-- DATA FOR THIS EXERCISE --
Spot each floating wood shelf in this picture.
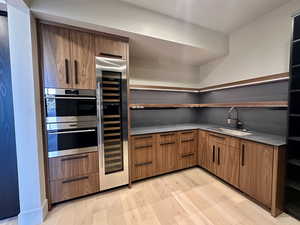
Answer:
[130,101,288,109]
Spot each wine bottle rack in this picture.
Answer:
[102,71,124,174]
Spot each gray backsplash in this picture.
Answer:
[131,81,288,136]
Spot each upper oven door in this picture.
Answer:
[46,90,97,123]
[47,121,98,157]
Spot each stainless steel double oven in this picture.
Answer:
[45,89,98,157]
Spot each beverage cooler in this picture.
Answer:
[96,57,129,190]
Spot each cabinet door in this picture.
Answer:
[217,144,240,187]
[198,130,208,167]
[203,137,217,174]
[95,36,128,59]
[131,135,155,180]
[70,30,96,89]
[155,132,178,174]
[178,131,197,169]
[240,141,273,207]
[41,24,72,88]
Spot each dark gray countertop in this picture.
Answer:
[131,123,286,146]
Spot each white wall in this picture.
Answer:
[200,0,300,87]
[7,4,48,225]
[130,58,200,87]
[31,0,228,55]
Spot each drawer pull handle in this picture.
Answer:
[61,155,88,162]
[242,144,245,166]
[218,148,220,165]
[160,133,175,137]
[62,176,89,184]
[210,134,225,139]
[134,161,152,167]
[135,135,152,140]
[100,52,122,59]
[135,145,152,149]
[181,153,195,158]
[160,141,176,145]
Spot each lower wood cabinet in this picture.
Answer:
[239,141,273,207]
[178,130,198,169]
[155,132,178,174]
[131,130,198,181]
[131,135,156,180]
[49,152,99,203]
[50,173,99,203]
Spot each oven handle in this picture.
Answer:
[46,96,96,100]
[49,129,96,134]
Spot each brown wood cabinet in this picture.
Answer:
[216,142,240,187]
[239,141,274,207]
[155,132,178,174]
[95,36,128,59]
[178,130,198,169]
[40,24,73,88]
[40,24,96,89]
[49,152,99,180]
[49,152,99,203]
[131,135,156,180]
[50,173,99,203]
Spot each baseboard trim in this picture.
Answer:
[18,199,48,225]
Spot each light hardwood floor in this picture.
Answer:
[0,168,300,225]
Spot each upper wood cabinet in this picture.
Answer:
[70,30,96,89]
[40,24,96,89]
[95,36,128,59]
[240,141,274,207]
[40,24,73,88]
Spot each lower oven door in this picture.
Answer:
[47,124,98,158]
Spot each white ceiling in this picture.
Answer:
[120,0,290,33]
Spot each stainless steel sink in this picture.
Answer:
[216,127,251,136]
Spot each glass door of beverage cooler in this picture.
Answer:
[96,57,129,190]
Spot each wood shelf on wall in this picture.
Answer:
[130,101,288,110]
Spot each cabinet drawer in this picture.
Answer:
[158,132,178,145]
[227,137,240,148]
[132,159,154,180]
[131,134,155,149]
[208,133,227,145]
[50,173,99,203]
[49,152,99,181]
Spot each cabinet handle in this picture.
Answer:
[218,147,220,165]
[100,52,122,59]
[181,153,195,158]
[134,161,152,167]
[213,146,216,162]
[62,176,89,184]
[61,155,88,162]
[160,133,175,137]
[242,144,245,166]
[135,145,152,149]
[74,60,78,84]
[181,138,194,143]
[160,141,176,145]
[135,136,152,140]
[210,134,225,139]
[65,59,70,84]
...
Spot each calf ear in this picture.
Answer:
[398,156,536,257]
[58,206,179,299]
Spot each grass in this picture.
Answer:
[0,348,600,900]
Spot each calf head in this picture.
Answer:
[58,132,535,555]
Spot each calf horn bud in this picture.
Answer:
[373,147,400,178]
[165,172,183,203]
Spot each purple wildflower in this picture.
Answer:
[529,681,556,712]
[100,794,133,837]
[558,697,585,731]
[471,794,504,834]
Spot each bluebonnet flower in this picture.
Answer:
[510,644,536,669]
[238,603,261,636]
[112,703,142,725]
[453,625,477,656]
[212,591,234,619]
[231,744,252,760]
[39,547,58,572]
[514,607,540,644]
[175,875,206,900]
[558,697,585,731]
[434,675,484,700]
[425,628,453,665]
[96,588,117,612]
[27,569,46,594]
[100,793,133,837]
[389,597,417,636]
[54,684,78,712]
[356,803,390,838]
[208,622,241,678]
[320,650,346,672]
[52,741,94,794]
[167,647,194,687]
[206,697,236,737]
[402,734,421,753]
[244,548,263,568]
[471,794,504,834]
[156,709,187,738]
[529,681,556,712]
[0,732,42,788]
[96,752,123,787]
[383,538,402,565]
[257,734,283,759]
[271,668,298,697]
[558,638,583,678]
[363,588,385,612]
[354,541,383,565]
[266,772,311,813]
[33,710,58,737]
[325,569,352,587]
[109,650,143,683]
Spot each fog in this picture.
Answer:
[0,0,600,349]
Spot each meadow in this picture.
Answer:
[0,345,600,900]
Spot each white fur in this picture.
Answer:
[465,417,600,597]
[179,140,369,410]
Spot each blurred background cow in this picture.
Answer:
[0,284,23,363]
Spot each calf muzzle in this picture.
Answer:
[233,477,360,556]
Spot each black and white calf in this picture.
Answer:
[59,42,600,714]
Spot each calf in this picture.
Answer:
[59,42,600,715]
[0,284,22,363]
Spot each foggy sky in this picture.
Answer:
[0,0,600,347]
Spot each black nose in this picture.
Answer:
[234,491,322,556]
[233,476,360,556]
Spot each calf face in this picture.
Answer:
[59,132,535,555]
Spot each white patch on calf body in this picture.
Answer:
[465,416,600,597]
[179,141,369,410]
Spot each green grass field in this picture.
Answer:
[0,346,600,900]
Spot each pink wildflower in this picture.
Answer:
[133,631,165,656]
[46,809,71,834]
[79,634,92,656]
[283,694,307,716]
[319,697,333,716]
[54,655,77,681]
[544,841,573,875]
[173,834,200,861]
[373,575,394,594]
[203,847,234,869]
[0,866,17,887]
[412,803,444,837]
==
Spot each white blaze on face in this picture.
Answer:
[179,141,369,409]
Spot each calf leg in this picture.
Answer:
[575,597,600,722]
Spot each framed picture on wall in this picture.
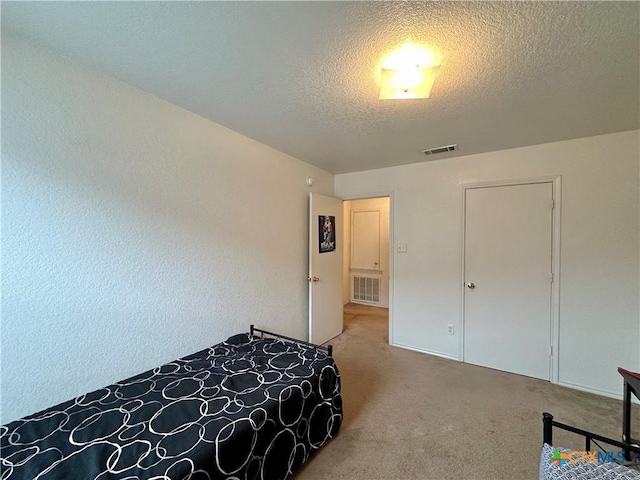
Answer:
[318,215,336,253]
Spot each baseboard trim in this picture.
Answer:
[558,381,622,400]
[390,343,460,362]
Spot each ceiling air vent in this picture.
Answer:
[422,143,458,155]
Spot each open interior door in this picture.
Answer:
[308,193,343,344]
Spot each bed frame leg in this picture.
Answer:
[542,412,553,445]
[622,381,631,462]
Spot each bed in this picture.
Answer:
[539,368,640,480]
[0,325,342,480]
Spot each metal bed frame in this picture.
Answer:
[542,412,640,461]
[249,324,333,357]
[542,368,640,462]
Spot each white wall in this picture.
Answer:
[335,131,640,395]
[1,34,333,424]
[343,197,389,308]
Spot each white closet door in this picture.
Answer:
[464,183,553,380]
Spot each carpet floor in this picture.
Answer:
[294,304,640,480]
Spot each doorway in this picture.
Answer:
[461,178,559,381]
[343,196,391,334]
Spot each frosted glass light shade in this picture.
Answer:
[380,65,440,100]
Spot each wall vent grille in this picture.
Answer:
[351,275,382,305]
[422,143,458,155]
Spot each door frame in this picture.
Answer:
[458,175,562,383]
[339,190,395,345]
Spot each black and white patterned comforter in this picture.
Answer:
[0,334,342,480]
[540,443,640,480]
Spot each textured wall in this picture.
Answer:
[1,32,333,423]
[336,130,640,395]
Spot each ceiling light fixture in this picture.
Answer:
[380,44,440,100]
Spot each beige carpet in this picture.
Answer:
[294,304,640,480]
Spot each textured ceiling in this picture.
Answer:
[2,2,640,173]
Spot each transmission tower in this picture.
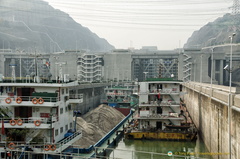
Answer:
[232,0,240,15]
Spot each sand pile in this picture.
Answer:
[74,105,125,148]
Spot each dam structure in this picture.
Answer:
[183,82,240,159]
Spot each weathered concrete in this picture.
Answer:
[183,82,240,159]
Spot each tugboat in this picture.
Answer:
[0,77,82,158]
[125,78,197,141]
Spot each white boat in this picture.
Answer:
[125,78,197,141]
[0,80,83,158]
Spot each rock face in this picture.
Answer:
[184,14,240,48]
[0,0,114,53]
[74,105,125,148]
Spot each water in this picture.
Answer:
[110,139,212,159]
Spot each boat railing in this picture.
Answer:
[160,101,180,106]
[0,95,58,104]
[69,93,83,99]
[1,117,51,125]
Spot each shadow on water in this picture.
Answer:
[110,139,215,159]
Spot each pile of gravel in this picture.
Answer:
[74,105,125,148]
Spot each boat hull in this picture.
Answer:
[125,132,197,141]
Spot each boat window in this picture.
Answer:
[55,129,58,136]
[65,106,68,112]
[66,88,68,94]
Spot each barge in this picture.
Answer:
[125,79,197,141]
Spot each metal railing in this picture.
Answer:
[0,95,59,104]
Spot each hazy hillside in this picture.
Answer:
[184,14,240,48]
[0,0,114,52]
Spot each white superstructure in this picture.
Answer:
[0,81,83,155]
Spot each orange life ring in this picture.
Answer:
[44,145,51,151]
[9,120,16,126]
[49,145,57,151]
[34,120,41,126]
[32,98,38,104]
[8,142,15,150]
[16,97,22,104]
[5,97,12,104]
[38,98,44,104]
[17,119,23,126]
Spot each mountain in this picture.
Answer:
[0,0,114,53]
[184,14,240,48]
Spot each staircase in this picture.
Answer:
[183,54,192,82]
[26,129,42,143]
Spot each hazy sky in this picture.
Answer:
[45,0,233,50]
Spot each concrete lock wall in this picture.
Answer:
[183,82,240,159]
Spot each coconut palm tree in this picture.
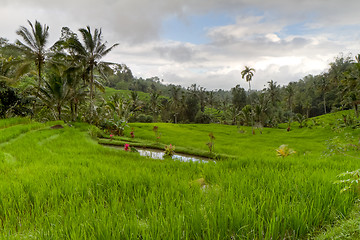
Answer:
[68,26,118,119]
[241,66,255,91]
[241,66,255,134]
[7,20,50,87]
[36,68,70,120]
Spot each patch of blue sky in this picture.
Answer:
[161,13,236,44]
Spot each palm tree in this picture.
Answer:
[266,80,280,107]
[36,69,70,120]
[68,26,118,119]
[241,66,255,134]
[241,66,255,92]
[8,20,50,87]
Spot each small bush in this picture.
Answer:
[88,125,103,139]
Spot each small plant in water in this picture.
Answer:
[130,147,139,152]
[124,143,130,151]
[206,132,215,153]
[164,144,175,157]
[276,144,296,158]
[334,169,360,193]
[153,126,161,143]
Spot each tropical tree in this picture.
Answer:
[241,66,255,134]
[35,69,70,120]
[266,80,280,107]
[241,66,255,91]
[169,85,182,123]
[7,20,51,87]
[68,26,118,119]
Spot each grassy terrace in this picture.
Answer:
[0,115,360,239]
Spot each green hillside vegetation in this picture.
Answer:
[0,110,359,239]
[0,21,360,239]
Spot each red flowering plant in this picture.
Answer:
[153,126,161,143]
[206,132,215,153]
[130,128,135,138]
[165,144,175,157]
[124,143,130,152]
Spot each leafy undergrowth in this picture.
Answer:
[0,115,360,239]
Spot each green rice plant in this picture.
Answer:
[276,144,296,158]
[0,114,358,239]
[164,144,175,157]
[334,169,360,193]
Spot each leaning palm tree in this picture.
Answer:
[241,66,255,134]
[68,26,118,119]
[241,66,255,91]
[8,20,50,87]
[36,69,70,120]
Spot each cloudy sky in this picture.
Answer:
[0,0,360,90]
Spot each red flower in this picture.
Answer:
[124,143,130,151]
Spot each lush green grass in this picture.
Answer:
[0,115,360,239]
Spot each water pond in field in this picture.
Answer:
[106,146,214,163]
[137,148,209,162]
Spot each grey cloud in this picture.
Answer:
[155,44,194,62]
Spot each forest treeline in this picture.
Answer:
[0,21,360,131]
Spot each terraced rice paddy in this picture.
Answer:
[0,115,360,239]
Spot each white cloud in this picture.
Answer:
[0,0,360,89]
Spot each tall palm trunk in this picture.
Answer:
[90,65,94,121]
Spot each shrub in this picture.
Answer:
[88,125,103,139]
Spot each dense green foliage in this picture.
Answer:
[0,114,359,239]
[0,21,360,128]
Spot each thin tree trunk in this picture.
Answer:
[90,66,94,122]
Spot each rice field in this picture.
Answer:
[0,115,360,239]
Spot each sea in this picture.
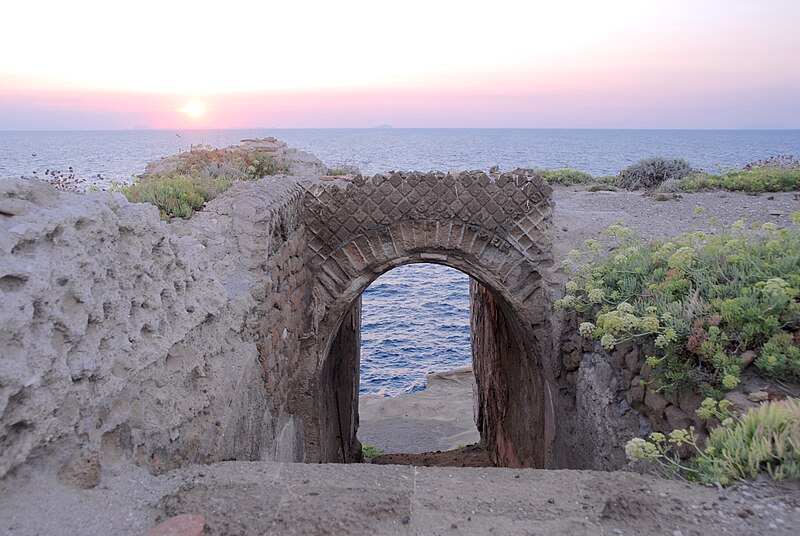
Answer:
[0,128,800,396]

-- STATED PROBLEM --
Copy every line of the material above that contains the string "gray", treating uppercase and lowercase letters as distinct.

-- EXERCISE OUTPUT --
Spot each gray backsplash in this picture.
Spot each dark gray countertop in this picture.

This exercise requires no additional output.